**EXTRACTED TEXT**
※ ※ ※

What is AIOps and how can it be applied to IT operations?

It may be the latest buzzword in IT operations, but AIOps promises to save teams precious time and effort when it comes to identifying and resolving issues across their increasingly complex estates.

Tom Macaulay Sep 20th 2018
AIOps.jpg

It may be the latest buzzword in IT operations, but AIOps promises to save teams precious time and effort when it comes to identifying and resolving issues across their increasingly complex estates.

Analyst house Gartner coined the term to describe how the spectrum of AI capabilities can be applied to address IT operations challenges by automatically identifying and reacting to issues.  

A number of vendors are now producing AIOps platforms, which use machine learning technology to provide increased visibility into operations with fewer false alarms and more accurate predictive warnings. In order to be effective these platforms have to integrate with other applications via APIs to create vendor-agnostic analytics systems that interact across silos.

Their typical use cases involve post-processing of events streams from monitoring tools, bi-directional interaction with IT service management tools, and integration with automation toolsets to actually implement the insights.

How to develop an AIOps strategy

Gartner recommends implementing AIOps in phases. Early adopters typically start by applying machine learning to monitoring, operations and infrastructure data, before progressing to using deep neural networks for service and help desk automation.

Gartner research director Viv Bhalla suggests identifying the tactical and strategic uses cases that could benefit from AIOps, and then evaluating the tools and vendors that fit these needs.

"Phased approaches of AIOps tend to the most successful,” Bhalla explained at the Moogsoft AI Symposium earlier this month.

"What we’re tending to find is machine learning of event data and of structured data tends to be the lowest hanging fruit, and that's no bad thing. If you're familiar with that, use that as the entry point into embracing this technology.

"Where we're seeing the secondary phase this will evolve into is in language-orientated data, neural networks, behavioural analysis, often around the automation of service desks. What I would say is, there's no harm going for the lowest hanging fruit and then expanding from there.”

He recommends that organisations retrain their infrastructure and operations teams to use the new technology, create a centre of excellence to share ideas from different departments, and then "start small, move fast and validate quickly."

※ ※ ※

**TO DO**
A – According to the article on AIOps, who coined the term AIOps?
B – Rewrite the article on AIOps from "How to develop" to "earlier this month.", replacing "machine learning" with "ML".
The data is separate material with no connection to the article on AIOps.

**DATA PROVIDED**
※ ※ ※

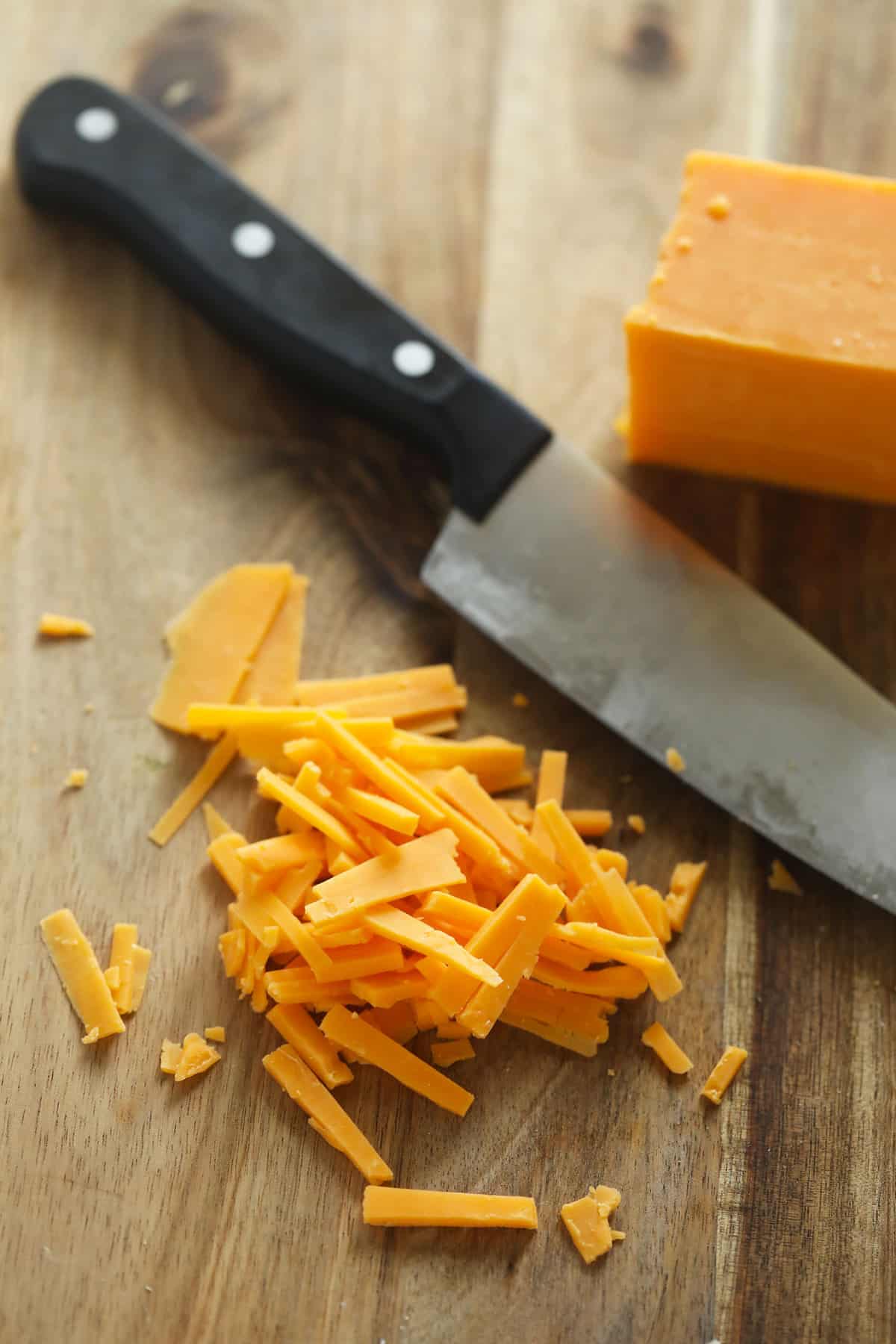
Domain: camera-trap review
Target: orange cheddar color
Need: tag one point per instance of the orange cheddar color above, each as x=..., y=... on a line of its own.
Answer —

※ ※ ※

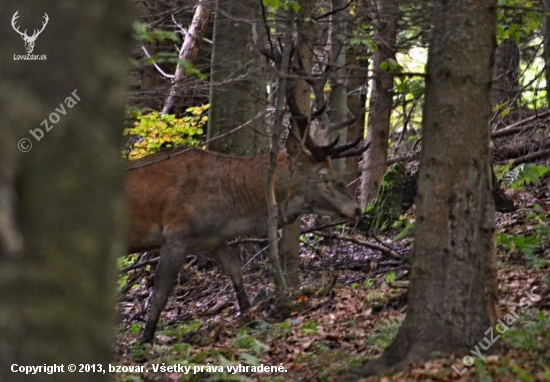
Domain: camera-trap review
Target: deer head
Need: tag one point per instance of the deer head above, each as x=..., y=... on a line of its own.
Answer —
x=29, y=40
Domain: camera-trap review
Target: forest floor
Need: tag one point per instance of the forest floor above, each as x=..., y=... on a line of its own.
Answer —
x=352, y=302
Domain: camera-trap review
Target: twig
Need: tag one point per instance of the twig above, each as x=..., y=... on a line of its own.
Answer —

※ ※ ※

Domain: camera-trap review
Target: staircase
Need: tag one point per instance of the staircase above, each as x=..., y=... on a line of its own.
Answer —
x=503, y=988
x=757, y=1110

※ ※ ※

**TASK-BY-TASK SOLUTIONS**
A – Analyst house Gartner.

B –
How to develop an AIOps strategy

Gartner recommends implementing AIOps in phases. Early adopters typically start by applying ML to monitoring, operations and infrastructure data, before progressing to using deep neural networks for service and help desk automation.

Gartner research director Viv Bhalla suggests identifying the tactical and strategic uses cases that could benefit from AIOps, and then evaluating the tools and vendors that fit these needs.

"Phased approaches of AIOps tend to the most successful,” Bhalla explained at the Moogsoft AI Symposium earlier this month.